--- START ---

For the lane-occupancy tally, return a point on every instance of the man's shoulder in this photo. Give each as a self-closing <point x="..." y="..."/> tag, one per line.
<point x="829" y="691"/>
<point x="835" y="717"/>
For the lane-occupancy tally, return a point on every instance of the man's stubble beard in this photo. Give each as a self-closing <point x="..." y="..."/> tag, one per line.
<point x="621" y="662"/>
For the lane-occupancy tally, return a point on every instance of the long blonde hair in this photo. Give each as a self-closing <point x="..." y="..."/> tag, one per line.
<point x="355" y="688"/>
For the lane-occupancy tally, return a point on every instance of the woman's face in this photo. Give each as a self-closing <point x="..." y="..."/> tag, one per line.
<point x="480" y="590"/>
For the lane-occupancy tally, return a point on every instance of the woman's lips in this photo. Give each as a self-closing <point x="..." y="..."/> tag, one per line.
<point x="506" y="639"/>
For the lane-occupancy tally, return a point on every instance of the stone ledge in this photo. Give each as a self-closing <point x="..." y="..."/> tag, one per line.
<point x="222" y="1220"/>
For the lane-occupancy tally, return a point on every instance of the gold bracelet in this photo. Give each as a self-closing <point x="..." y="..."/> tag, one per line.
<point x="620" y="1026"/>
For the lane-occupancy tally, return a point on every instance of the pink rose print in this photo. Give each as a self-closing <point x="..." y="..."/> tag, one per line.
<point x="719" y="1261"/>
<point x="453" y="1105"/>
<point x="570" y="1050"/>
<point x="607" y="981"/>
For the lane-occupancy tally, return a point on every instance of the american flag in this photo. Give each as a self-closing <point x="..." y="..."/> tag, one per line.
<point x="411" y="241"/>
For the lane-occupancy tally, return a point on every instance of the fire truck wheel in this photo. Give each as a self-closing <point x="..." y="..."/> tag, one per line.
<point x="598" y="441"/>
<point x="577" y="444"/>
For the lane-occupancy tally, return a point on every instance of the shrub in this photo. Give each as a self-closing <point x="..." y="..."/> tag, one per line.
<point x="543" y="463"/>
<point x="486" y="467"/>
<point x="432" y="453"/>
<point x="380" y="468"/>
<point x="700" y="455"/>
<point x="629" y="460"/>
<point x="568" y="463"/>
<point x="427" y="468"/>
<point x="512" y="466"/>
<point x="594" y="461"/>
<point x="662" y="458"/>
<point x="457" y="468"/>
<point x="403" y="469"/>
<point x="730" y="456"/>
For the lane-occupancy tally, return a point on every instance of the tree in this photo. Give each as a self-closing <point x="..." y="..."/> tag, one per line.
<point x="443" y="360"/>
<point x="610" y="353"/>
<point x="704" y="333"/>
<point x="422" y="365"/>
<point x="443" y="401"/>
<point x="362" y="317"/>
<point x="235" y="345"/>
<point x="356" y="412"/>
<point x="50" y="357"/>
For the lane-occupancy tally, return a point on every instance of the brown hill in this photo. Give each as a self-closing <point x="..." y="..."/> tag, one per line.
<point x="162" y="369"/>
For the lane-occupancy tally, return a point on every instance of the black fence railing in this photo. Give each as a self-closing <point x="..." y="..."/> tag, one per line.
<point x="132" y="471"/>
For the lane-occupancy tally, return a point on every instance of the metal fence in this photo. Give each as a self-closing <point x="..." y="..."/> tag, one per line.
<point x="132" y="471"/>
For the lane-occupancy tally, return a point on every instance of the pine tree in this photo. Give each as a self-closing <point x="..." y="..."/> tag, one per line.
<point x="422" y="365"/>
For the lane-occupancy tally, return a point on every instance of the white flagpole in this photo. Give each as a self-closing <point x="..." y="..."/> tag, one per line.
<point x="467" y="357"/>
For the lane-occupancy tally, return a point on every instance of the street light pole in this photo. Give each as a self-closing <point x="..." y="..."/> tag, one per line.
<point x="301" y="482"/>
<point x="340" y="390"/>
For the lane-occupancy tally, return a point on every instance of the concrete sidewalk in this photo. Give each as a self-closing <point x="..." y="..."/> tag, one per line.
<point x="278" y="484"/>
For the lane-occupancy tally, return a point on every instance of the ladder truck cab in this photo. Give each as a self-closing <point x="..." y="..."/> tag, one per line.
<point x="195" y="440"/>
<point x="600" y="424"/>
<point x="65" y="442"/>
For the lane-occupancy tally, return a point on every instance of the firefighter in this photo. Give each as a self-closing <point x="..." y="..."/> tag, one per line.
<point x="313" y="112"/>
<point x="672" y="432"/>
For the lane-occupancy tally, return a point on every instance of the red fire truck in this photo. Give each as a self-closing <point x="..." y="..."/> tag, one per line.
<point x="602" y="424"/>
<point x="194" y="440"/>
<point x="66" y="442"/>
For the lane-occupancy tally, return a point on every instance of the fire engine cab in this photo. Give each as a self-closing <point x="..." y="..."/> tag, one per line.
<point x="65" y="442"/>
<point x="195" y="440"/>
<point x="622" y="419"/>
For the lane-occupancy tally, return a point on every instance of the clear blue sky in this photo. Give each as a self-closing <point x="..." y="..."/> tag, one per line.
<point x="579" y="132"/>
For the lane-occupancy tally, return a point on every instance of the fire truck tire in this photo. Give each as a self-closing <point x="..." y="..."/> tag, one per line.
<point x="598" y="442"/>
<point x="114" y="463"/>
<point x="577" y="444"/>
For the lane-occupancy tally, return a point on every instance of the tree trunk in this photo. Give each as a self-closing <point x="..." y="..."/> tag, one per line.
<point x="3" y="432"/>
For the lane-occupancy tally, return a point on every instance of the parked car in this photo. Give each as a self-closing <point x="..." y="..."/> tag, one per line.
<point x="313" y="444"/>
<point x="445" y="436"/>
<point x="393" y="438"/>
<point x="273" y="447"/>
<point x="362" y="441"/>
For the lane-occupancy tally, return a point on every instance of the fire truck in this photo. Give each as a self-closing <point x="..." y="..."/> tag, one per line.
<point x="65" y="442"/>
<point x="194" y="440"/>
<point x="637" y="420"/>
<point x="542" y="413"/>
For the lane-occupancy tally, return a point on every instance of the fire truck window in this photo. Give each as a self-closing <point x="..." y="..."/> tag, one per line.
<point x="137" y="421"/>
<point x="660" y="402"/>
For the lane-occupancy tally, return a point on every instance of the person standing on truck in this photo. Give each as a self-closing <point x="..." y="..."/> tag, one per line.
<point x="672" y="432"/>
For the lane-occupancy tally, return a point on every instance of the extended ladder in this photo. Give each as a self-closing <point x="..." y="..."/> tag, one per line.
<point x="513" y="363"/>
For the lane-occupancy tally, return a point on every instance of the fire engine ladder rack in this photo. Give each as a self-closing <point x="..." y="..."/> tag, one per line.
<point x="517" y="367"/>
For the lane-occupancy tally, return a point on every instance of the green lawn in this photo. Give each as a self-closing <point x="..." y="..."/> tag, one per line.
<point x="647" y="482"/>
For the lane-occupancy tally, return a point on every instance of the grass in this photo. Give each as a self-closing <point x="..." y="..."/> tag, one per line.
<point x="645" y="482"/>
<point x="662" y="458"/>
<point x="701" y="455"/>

--- END ---

- EXERCISE GOAL -
Reproduce the entries above in full, verbatim.

- THE RESPONSE -
For the lane-occupancy tally, return a point on every instance of the man's shoulder in this photo. Give each as a self-closing <point x="..." y="..."/> tag, one per line.
<point x="829" y="691"/>
<point x="835" y="717"/>
For the lane-occupancy tally, return a point on every instance of the man's stubble beard in this photo. Give each as a self-closing <point x="..." y="..."/> tag, one per line.
<point x="621" y="662"/>
For the lane-occupancy tally, return a point on every instance of the long blonde hair in this photo. Give each as a self-closing <point x="..." y="..."/> tag, one per line.
<point x="355" y="688"/>
For the lane-occupancy tally, return a point on every instance of the woman's face in this photo. Give each as a self-closing <point x="..." y="..."/> tag, one per line.
<point x="480" y="590"/>
For the lane-occupancy tally, return a point on every instance of the woman's lips in this photo. Give each as a self-closing <point x="..." y="..."/> tag, one per line.
<point x="506" y="639"/>
For the lane-occupancy tally, return a point on every instance of the stone ledge in this photo. Give each as a self-closing <point x="..." y="..."/> tag, one per line.
<point x="222" y="1220"/>
For the lane-occupancy tally, return a point on every instance of the gold bracelet in this photo. Give each as a self-closing <point x="..." y="..."/> tag, one per line.
<point x="620" y="1026"/>
For the lane-occupancy tally, return a point on every instance of the pink rose print in this photo. Give each as a self-closing <point x="..." y="..."/> tag, one per line.
<point x="719" y="1261"/>
<point x="453" y="1105"/>
<point x="570" y="1050"/>
<point x="607" y="981"/>
For the lane-occupancy tally, return a point on every instance of the american flag in this photo. Give each as a self-closing <point x="..." y="..."/> tag, one per line.
<point x="411" y="241"/>
For the lane-occupancy tally, return a point on every instance of the fire truck wheel in this photo. Give each as a self-closing <point x="..." y="..."/> tag, one per line.
<point x="598" y="441"/>
<point x="577" y="444"/>
For the lane-occupancy tally, return a point on every instance of the shrub in this photo. Give each as a self-closing <point x="..." y="..."/> tag, one per line.
<point x="543" y="463"/>
<point x="486" y="467"/>
<point x="432" y="453"/>
<point x="380" y="468"/>
<point x="700" y="455"/>
<point x="629" y="460"/>
<point x="568" y="463"/>
<point x="427" y="468"/>
<point x="512" y="466"/>
<point x="594" y="461"/>
<point x="662" y="458"/>
<point x="457" y="468"/>
<point x="403" y="469"/>
<point x="730" y="456"/>
For the lane-occupancy tally, return a point on every instance of the tree in this photo. Give each as a self-closing <point x="..." y="..."/> tag, one per line.
<point x="443" y="360"/>
<point x="610" y="353"/>
<point x="704" y="333"/>
<point x="422" y="365"/>
<point x="443" y="401"/>
<point x="362" y="317"/>
<point x="235" y="345"/>
<point x="356" y="412"/>
<point x="50" y="357"/>
For the lane-occupancy tally, return a point on every instance of the brown hill in this photo. Give each as a self-closing <point x="..." y="..."/> tag, one per line.
<point x="162" y="369"/>
For the lane-occupancy tally, return a point on every instance of the black fence railing in this photo. Give each as a self-closing <point x="..." y="..."/> tag, one per line.
<point x="132" y="471"/>
For the lane-occupancy tally, return a point on every instance of the metal fence in this photo. Give each as a self-closing <point x="..." y="..."/> tag, one per line.
<point x="132" y="471"/>
For the lane-occupancy tally, return a point on every instance of the pine tree in this photo. Give each as a self-closing <point x="..." y="..."/> tag, one per line.
<point x="422" y="365"/>
For the lane-occupancy tally, return a point on every instance of the white flagpole in this photo. Give each as a self-closing <point x="..." y="..."/> tag, one per line.
<point x="467" y="357"/>
For the lane-occupancy tally, return a point on every instance of the street light pole in this photo. Give each as a self-closing <point x="..." y="..."/> tag, one per line.
<point x="301" y="482"/>
<point x="340" y="390"/>
For the lane-occupancy tally, return a point on every instance of the concrete sidewalk in this photo. Give each as a self-closing <point x="..." y="..."/> tag, one per line.
<point x="278" y="484"/>
For the lane-occupancy tally, return a point on every instance of the ladder truck cab in this photo. Give each as a self-closing <point x="..." y="..."/> tag, one per line.
<point x="195" y="440"/>
<point x="600" y="424"/>
<point x="65" y="442"/>
For the lane-occupancy tally, return a point on every instance of the firefighter in this photo. Give each as a self-closing <point x="..." y="..."/> tag, one per line.
<point x="313" y="112"/>
<point x="672" y="432"/>
For the lane-occupancy tally, return a point on every instance of the red fire truck in this photo. Give each as a self-closing <point x="..." y="..."/> tag, one per line.
<point x="602" y="424"/>
<point x="194" y="440"/>
<point x="66" y="442"/>
For the lane-occupancy tally, return a point on every instance of the fire engine cab in this photo. Give each as a self-closing <point x="..." y="..."/> tag, one per line.
<point x="65" y="442"/>
<point x="195" y="440"/>
<point x="622" y="419"/>
For the lane-occupancy tally, return a point on every instance of the clear blue sky in this photo. Give each as a self-closing <point x="..." y="..."/> tag, one per line.
<point x="579" y="132"/>
For the lane-occupancy tally, return a point on every instance of the fire truck tire in this photo. Give each as a self-closing <point x="..." y="..."/> tag, one per line.
<point x="598" y="442"/>
<point x="114" y="463"/>
<point x="577" y="444"/>
For the lane-occupancy tally, return a point on every instance of the tree trunk in this photo. Give each as a self-closing <point x="..." y="..."/> tag, one per line.
<point x="3" y="432"/>
For the lane-occupancy tally, return a point on every instance of the parked car in this photo. Give each as a self-closing <point x="..." y="..."/> tag, one per line.
<point x="313" y="444"/>
<point x="445" y="436"/>
<point x="393" y="438"/>
<point x="273" y="447"/>
<point x="362" y="441"/>
For the lane-occupancy tally, return a point on every instance of the fire truck in this photo. Give each as a self-closing <point x="..." y="..."/> tag, one per line.
<point x="65" y="442"/>
<point x="194" y="440"/>
<point x="637" y="420"/>
<point x="542" y="413"/>
For the lane-occupancy tally, return a point on every instance of the fire truck window in this photo. Give each as a self-closing <point x="..." y="..."/> tag, one per line.
<point x="137" y="421"/>
<point x="660" y="402"/>
For the lane-occupancy tally, return a point on every instance of the person standing on truck in this photo. Give each as a self-closing <point x="..." y="..."/> tag, one per line.
<point x="672" y="432"/>
For the lane-occupancy tally, return a point on every instance of the extended ladder in this photo. Give each as a self-closing <point x="..." y="..."/> tag, one per line.
<point x="513" y="363"/>
For the lane-occupancy tally, return a point on every instance of the fire engine ladder rack in this photo. Give each as a self-closing <point x="..." y="..."/> tag, one per line.
<point x="517" y="367"/>
For the lane-occupancy tally, return a point on every instance of the green lawn in this photo. Give each as a self-closing <point x="..." y="..."/> tag, one per line.
<point x="647" y="482"/>
For the lane-occupancy tally, return a point on every instance of the grass in this photo. Give each as a self-closing <point x="..." y="..."/> tag, one per line.
<point x="645" y="482"/>
<point x="662" y="458"/>
<point x="701" y="455"/>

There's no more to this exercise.